What is expected:
Give back every record precisely.

[Point-per-instance localization data]
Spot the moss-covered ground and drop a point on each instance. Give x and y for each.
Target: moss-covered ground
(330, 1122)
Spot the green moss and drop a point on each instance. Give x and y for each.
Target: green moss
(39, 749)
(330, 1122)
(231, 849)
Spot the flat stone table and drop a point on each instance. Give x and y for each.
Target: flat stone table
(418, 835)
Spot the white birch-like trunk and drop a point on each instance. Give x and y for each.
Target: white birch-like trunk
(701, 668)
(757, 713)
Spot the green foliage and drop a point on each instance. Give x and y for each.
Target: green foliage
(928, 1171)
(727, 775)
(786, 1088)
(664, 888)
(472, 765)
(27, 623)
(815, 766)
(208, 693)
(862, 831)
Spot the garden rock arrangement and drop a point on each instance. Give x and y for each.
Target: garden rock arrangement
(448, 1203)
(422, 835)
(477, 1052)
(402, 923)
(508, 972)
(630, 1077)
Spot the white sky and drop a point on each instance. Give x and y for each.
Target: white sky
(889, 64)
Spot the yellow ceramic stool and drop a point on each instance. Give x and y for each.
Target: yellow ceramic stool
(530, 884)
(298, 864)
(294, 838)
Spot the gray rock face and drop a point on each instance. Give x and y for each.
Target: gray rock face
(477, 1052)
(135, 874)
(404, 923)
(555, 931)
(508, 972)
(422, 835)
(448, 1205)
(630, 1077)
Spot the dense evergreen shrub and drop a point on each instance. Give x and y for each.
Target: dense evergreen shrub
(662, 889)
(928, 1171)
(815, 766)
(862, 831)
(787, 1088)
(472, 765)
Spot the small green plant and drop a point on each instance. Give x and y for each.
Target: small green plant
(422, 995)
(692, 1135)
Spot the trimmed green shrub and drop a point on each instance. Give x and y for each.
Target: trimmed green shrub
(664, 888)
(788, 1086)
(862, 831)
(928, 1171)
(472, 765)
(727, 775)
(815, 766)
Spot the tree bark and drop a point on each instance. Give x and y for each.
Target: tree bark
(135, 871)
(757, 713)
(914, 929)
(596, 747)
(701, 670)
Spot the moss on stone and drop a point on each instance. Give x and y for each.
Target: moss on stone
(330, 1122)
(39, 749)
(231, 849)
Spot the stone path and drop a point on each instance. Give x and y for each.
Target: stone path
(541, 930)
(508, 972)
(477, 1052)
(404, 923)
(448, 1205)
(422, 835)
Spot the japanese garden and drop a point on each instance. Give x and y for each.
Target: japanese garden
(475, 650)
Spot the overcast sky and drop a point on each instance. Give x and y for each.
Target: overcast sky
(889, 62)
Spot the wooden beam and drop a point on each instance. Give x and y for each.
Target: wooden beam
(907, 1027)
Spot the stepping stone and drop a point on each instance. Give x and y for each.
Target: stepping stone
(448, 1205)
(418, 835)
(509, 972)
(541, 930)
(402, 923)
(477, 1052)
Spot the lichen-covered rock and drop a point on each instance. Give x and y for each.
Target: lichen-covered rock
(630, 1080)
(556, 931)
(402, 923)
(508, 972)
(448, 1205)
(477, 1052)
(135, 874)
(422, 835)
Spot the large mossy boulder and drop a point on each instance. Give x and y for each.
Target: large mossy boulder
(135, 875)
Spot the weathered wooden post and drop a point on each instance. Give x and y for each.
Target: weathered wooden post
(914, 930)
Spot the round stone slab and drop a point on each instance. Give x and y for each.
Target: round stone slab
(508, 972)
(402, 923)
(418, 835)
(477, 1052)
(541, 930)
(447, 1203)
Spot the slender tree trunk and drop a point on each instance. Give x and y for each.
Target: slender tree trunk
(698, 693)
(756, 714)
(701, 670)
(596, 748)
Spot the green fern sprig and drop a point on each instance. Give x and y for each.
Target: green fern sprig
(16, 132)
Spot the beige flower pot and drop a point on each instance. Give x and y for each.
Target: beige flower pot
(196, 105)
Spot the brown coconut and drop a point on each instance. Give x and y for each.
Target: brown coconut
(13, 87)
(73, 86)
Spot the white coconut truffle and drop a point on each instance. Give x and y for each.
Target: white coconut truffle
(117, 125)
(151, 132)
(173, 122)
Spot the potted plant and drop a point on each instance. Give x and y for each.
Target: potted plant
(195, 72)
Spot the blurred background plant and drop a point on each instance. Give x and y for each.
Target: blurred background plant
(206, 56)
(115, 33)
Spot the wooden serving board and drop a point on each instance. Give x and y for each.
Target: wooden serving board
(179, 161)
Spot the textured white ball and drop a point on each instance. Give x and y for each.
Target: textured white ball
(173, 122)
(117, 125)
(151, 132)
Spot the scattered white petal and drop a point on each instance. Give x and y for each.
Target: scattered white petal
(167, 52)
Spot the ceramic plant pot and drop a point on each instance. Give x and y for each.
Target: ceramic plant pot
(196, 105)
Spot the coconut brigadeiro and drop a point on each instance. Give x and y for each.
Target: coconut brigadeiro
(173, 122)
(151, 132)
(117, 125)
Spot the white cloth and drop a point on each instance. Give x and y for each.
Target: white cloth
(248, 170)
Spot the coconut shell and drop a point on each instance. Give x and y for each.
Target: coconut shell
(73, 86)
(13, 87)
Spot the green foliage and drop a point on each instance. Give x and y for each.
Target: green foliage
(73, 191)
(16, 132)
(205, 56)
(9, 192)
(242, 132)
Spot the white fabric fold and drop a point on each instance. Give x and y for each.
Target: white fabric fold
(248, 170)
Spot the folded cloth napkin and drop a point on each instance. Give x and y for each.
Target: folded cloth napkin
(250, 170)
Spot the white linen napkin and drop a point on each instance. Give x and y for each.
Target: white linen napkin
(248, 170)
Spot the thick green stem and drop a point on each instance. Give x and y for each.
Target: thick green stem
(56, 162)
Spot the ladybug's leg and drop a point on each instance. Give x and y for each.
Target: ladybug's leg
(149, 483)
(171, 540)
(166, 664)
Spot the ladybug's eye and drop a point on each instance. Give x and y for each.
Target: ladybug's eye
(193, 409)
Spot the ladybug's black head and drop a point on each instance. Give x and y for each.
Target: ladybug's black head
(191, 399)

Response area:
Spot the moss-covered ground and drop a point on each instance. Give x and y for each.
Target: moss-covered ground
(330, 1122)
Spot the green moss and drop a point on each instance. Give x and y for each.
Target: green moss
(39, 749)
(330, 1122)
(231, 849)
Spot the flat stone table and drop a point on each instance. Give x and y for each.
Target: flat stone table
(418, 835)
Spot the white birch-like trunk and drop a point on each instance. Give x and y for each.
Target: white birch-like trunk
(701, 668)
(757, 713)
Spot the green foliage and drop a point on each instance. Give x and y for each.
Target: green foliage
(928, 1171)
(727, 775)
(786, 1088)
(664, 888)
(472, 765)
(27, 623)
(815, 766)
(208, 693)
(862, 831)
Spot the garden rock arrangement and drop a point on each instance. Give x and y for each.
Target: garden rock arrangement
(448, 1203)
(422, 835)
(477, 1052)
(402, 923)
(508, 972)
(630, 1077)
Spot the white sky and drop a point on each instance. Give x and y for each.
Target: white sky
(889, 64)
Spot the yellow ceramic stool and drop a point on each instance. Give x and y for each.
Target: yellow ceramic stool
(530, 884)
(298, 864)
(294, 838)
Spot the gray rock face and drop a point on each instance. Give x and y for each.
Target: gray rock face
(477, 1052)
(135, 874)
(404, 923)
(555, 931)
(508, 972)
(422, 835)
(448, 1205)
(630, 1077)
Spot the dense evergreen shrub and drop a point on each instance. Give x and y for each.
Target: dense evergreen shrub
(662, 889)
(928, 1171)
(815, 766)
(862, 831)
(787, 1088)
(472, 765)
Spot the small green plant and drop a point on each instance. Give x and y for each.
Target: small green plant
(422, 995)
(692, 1135)
Spot the trimmed green shrub and drop a point on each instance. Give x and y for each.
Target: trimmed green shrub
(664, 888)
(788, 1086)
(862, 831)
(928, 1171)
(472, 765)
(727, 775)
(815, 766)
Spot the tree bark and drop a point on each instance. Give x and y for each.
Target: tree bark
(135, 871)
(757, 713)
(914, 929)
(596, 747)
(701, 670)
Spot the moss on stone and drop a point on each instance. Give x and y for each.
Target: moss on stone
(330, 1122)
(39, 749)
(231, 849)
Spot the stone path and drop a point on each instance. Give x and y for each.
Target: stone path
(541, 930)
(508, 972)
(477, 1052)
(404, 923)
(448, 1205)
(422, 835)
Spot the japanese garden and drop a point on each instance. Give x and y for each.
Target: japanese garden
(475, 650)
Spot the overcast sky and drop a point on each instance. Give x and y for each.
Target: overcast sky
(889, 62)
Spot the wooden beam and drop a point on each instance. Give x and y for each.
Target: wooden beam
(907, 1027)
Spot the stepping stone and drop a point on each instance. Give x and y for each.
Target: stepping stone
(448, 1205)
(418, 835)
(509, 972)
(541, 930)
(402, 923)
(477, 1052)
Spot the lichen-covered rock and drop a point on each instance. Give x and y for each.
Target: lichen-covered rock
(630, 1080)
(556, 931)
(402, 923)
(508, 972)
(448, 1205)
(477, 1052)
(135, 874)
(422, 835)
Spot the large mossy boulder and drop a point on each instance. Give x and y for each.
Target: large mossy boulder
(135, 875)
Spot the weathered wooden post and drop a point on each instance. Give x and y for each.
Target: weathered wooden post
(914, 930)
Spot the round stone slab and drop a point on each instance. Give x and y for each.
Target: round stone slab
(508, 972)
(402, 923)
(418, 835)
(477, 1052)
(541, 930)
(447, 1203)
Spot the slender tree trunk and drop a point on each instance. Give x and y for each.
Target: slender tree trunk
(698, 693)
(756, 714)
(701, 670)
(596, 748)
Spot the green fern sprig and drop a point on each instance. Give x and y for each.
Target: green fern sprig
(16, 132)
Spot the beige flower pot and drop a point on each instance. Give x and y for each.
Target: beige flower pot
(196, 105)
Spot the brown coconut and drop a point on each instance. Give x and y for each.
Target: brown coconut
(13, 87)
(73, 86)
Spot the white coconut truffle and drop a point on each instance. Give x and y for each.
Target: white coconut truffle
(117, 125)
(151, 132)
(173, 122)
Spot the potted plant and drop a point on each instance. Give x and y for each.
Target: potted plant
(195, 72)
Spot the blurred background plant and drop a point on each instance. Give x and y for each.
Target: blurred background plant
(206, 56)
(115, 33)
Spot the wooden serving board and drop a point on each instance. Give x and y for each.
Target: wooden serving board
(179, 161)
Spot the textured white ball and drop a point on each instance. Give x and y for each.
Target: textured white ball
(173, 122)
(117, 125)
(151, 132)
Spot the scattered white petal and drop a point on each instance. Give x and y for each.
Target: scattered white petal
(167, 52)
Spot the ceramic plant pot and drop a point on each instance. Give x and y for each.
Target: ceramic plant pot
(196, 105)
Spot the coconut brigadeiro and drop a point on each instance. Give x and y for each.
Target: coconut brigadeiro
(173, 122)
(151, 132)
(117, 125)
Spot the white cloth and drop a point on each instance. Give x and y for each.
Target: white cloth
(248, 170)
Spot the coconut shell and drop a point on each instance. Give x and y for each.
Target: coconut shell
(73, 86)
(13, 87)
Spot the green foliage and drop a point on each instance. Give x and y for each.
Target: green foliage
(73, 191)
(16, 132)
(205, 56)
(9, 192)
(242, 132)
Spot the white fabric fold and drop a point on each instance. Give x and y for each.
Target: white fabric fold
(248, 170)
Spot the folded cloth napkin and drop a point on each instance. Give x and y for each.
Target: folded cloth napkin
(250, 170)
Spot the white linen napkin and drop a point on each instance. Give x and y for each.
Target: white linen napkin
(248, 170)
Spot the thick green stem and drop a point on each instance. Give x and y for each.
Target: thick green stem
(56, 162)
Spot the ladybug's leg and drop a point on each instance. Give x and y for each.
Target: ladybug's leg
(149, 483)
(171, 540)
(166, 664)
Spot the ladybug's eye and drop a point on each instance. Give x and y for each.
Target: ladybug's eye
(193, 409)
Spot the ladybug's black head and drop a point on each instance. Give x and y for each.
Target: ladybug's black head
(191, 399)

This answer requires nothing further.